--- EXTRACTED RECORDS Enclosed Below ---

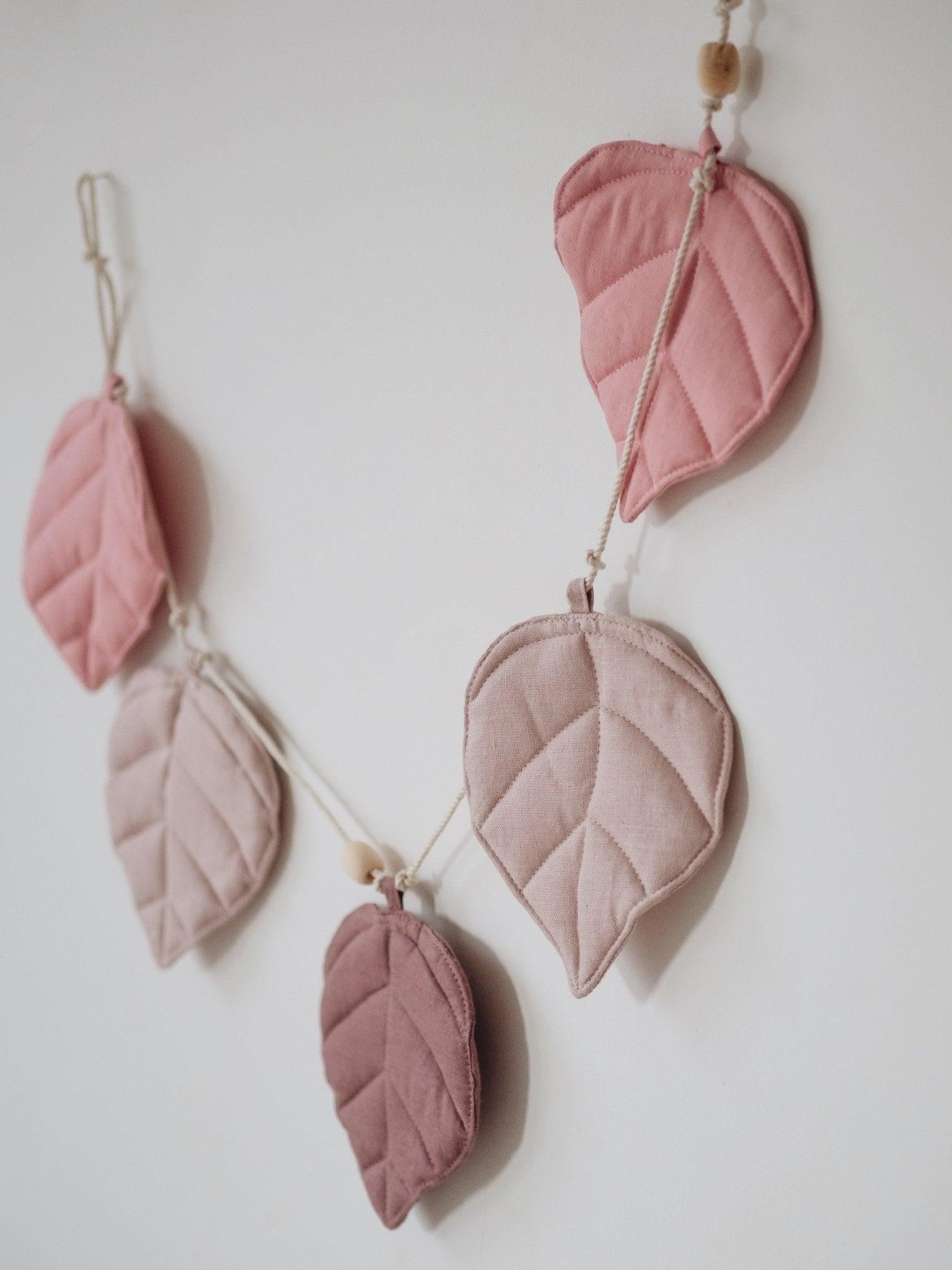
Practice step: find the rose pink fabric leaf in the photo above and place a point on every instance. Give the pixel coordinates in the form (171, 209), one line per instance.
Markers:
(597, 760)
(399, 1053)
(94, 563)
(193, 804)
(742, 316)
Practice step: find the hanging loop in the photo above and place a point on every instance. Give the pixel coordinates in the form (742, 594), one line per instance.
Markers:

--- End of Enclosed EXTRACTED RECORDS ---
--- EXTRACTED RECORDS Enclosed Below ---

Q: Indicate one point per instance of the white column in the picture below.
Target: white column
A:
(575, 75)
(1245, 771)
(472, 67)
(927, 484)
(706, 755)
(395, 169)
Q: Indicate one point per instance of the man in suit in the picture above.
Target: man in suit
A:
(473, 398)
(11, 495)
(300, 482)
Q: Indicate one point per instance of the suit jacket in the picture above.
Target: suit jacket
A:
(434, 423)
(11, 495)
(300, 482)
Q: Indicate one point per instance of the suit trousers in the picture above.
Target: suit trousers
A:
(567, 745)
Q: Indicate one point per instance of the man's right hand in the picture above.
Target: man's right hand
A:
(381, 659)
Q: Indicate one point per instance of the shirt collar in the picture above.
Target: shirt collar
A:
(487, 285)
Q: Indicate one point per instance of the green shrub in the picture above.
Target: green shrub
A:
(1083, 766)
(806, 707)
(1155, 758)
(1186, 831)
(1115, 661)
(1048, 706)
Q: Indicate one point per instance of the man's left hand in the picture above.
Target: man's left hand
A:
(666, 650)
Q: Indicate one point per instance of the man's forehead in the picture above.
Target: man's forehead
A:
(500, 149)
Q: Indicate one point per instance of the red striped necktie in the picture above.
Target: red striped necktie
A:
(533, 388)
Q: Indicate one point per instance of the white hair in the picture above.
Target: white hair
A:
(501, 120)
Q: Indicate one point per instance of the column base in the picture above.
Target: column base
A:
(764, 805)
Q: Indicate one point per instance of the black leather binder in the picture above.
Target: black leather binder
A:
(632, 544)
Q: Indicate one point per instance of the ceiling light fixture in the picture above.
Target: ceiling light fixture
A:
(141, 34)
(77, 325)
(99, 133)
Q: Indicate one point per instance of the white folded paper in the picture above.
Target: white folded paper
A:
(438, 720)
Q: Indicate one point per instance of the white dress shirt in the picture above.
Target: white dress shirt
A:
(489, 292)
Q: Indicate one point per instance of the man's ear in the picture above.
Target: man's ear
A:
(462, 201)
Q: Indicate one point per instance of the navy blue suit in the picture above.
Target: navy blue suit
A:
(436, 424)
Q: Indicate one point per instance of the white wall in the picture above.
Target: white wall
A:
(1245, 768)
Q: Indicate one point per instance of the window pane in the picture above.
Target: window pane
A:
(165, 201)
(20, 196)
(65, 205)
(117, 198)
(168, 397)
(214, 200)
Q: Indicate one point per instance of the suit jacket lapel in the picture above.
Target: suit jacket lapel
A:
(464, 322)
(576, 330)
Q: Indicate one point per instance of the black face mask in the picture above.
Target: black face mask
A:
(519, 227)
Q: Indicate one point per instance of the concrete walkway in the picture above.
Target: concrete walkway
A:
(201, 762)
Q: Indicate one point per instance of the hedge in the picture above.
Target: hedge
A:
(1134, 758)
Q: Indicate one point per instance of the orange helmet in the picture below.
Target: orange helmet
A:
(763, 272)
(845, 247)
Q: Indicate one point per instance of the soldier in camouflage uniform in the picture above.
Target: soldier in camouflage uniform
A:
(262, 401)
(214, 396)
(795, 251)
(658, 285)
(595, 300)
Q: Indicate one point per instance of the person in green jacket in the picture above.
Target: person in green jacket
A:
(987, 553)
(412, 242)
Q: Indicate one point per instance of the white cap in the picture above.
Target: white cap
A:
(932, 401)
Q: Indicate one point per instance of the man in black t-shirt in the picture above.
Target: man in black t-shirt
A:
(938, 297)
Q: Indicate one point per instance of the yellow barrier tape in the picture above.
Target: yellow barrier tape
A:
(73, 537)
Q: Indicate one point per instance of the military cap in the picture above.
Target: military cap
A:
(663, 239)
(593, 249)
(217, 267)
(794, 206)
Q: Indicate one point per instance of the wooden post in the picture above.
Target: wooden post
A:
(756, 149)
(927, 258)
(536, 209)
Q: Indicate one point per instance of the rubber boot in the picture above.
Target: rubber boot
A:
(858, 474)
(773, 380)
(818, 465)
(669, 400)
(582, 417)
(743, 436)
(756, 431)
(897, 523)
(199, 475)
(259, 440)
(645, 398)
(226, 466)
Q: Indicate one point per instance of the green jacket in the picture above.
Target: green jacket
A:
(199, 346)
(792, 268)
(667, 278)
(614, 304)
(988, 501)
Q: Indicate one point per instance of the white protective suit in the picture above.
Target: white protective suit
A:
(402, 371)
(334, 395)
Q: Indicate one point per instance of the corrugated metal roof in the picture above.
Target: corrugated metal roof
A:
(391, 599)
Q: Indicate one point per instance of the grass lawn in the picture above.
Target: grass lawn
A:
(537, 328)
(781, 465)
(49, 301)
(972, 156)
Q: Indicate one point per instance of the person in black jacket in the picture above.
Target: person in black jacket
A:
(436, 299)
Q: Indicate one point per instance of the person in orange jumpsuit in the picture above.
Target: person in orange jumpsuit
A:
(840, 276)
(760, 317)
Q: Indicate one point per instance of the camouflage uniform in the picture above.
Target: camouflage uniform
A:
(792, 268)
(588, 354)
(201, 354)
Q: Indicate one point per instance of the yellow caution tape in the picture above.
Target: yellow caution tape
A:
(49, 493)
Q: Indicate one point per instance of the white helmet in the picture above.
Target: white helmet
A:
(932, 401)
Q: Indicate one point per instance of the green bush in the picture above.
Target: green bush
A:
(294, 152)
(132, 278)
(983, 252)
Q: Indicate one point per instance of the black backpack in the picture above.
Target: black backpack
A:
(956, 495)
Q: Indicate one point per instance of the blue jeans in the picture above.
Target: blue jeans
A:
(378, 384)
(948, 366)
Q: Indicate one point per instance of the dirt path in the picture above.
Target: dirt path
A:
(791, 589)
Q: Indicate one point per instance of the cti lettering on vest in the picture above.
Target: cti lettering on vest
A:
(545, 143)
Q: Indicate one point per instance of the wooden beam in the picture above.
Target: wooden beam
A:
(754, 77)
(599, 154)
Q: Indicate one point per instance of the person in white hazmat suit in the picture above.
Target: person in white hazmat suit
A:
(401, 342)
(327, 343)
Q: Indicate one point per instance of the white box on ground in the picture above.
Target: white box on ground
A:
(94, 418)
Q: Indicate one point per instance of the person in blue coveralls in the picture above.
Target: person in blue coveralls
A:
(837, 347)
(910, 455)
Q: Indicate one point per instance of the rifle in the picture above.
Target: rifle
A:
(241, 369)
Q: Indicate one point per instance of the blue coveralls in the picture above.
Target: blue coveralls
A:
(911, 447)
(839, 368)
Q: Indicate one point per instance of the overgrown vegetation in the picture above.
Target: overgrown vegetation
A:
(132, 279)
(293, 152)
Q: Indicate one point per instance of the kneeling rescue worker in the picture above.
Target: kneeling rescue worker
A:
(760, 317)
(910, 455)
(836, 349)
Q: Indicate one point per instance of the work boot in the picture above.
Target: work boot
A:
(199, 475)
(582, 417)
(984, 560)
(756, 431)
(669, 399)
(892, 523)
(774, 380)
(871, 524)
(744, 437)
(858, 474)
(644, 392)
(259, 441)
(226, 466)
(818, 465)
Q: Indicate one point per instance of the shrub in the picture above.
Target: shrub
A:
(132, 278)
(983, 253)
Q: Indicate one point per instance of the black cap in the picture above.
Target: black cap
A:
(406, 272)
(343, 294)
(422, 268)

--- End of Enclosed EXTRACTED RECORDS ---

### WHAT IS REQUIRED
Respond with the number of lines in the entries that include the string "uniform", and nothing besides.

### ANSWER BOX
4